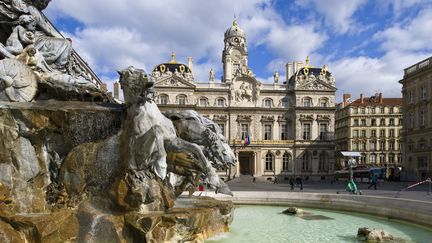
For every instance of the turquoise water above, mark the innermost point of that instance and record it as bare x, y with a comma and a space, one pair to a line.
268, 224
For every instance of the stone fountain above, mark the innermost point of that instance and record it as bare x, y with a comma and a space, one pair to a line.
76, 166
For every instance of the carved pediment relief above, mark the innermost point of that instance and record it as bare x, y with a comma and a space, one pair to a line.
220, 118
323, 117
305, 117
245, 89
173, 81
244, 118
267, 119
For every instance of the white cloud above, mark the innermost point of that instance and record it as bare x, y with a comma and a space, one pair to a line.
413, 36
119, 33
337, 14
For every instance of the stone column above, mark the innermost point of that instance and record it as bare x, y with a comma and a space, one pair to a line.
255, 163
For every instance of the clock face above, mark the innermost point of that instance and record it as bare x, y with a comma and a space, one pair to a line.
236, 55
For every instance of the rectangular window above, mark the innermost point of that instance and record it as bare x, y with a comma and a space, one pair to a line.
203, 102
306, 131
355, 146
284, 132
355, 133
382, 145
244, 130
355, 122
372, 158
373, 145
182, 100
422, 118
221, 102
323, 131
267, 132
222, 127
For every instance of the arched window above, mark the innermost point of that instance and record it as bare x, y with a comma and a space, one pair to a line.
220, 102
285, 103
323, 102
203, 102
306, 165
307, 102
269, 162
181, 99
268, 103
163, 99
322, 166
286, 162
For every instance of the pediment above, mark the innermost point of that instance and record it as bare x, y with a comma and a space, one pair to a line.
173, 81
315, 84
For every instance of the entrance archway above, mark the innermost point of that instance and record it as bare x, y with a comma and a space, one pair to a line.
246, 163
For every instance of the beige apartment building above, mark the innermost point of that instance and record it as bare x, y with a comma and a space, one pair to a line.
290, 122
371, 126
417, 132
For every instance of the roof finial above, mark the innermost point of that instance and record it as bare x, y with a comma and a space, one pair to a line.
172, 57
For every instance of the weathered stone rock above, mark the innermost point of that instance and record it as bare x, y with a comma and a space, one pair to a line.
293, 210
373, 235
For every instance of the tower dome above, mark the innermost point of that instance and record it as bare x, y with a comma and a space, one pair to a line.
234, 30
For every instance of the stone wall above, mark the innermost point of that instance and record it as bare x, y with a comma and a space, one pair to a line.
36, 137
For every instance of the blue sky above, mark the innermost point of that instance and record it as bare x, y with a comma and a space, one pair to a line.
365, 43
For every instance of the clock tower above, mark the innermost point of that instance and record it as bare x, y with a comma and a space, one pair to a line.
...
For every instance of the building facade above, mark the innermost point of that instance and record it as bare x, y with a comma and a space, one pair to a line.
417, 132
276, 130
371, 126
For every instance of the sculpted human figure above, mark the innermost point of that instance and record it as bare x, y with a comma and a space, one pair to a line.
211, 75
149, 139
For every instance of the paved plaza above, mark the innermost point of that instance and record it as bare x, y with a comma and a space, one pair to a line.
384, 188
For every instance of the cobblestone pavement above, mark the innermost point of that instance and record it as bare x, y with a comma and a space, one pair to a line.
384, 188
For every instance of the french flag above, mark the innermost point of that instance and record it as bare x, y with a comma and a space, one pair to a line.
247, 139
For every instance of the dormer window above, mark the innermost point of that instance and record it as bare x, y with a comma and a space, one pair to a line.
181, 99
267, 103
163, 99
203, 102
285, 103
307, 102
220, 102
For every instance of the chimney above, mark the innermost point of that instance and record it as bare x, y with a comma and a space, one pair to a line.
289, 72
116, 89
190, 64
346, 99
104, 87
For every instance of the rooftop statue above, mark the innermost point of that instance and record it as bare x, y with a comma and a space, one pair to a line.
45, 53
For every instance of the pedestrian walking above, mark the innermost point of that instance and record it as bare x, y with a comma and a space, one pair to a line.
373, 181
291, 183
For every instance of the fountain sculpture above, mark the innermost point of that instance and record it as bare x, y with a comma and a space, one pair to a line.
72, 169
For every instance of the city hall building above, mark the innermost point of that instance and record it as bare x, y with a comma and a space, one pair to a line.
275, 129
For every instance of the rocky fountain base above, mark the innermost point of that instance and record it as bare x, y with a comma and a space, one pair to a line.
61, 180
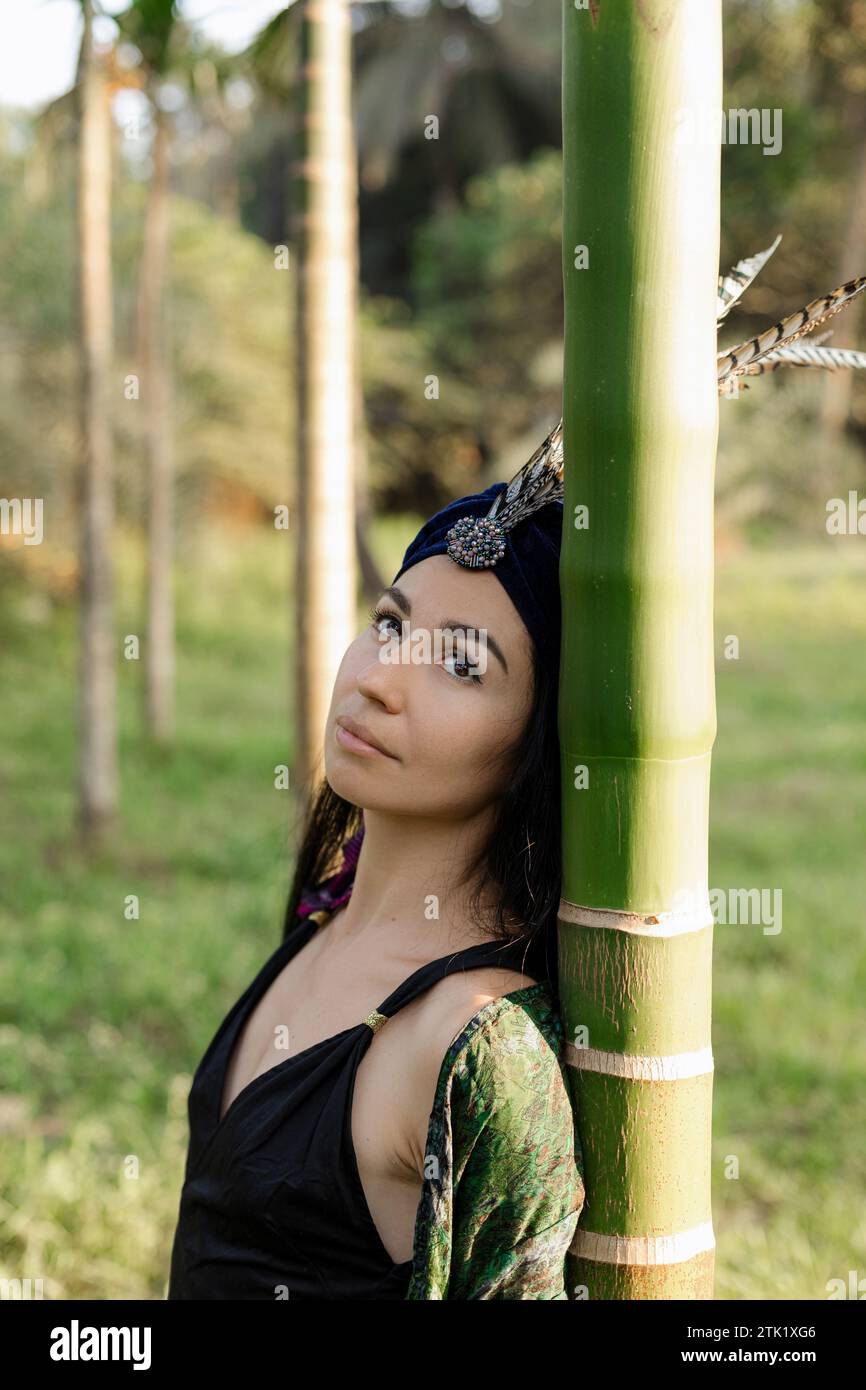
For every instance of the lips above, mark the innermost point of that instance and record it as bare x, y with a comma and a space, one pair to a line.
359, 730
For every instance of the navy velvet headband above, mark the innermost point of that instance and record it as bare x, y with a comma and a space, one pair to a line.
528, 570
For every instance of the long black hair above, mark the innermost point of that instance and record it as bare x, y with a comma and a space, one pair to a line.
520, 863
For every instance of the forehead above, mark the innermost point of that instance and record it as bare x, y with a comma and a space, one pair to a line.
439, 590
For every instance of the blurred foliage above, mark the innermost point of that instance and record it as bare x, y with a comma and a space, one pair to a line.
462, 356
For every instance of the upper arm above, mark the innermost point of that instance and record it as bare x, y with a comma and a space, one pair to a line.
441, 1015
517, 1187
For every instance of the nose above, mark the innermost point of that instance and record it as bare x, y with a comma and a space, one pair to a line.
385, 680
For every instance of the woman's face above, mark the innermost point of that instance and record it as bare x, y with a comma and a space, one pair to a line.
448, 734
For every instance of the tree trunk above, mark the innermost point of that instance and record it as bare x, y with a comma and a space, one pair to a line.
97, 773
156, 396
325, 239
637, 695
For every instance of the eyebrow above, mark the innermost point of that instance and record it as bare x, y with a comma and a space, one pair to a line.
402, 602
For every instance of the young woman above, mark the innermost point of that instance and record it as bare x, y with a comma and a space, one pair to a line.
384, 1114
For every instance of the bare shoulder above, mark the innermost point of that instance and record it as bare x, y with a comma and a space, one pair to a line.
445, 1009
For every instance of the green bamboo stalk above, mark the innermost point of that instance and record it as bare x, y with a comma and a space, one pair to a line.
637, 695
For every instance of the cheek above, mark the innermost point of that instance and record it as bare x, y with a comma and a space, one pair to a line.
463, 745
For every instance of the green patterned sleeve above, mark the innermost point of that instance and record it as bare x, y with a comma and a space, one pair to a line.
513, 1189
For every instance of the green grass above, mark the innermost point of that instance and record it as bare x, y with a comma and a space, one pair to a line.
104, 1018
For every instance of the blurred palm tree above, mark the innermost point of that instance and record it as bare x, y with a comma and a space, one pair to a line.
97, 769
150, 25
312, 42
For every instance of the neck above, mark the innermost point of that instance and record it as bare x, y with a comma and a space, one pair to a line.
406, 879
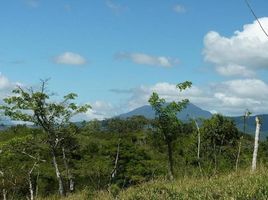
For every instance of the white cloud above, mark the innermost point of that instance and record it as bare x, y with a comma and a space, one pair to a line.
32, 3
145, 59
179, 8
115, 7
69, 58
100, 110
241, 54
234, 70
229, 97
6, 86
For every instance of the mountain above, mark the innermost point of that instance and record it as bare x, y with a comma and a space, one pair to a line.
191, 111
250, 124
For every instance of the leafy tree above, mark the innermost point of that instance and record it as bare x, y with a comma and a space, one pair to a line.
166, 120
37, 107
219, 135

_TASK OBJECTIVE_. Count the lines in the entries above that include the string "green", and reply with the number alone.

_TASK OUTPUT_. 3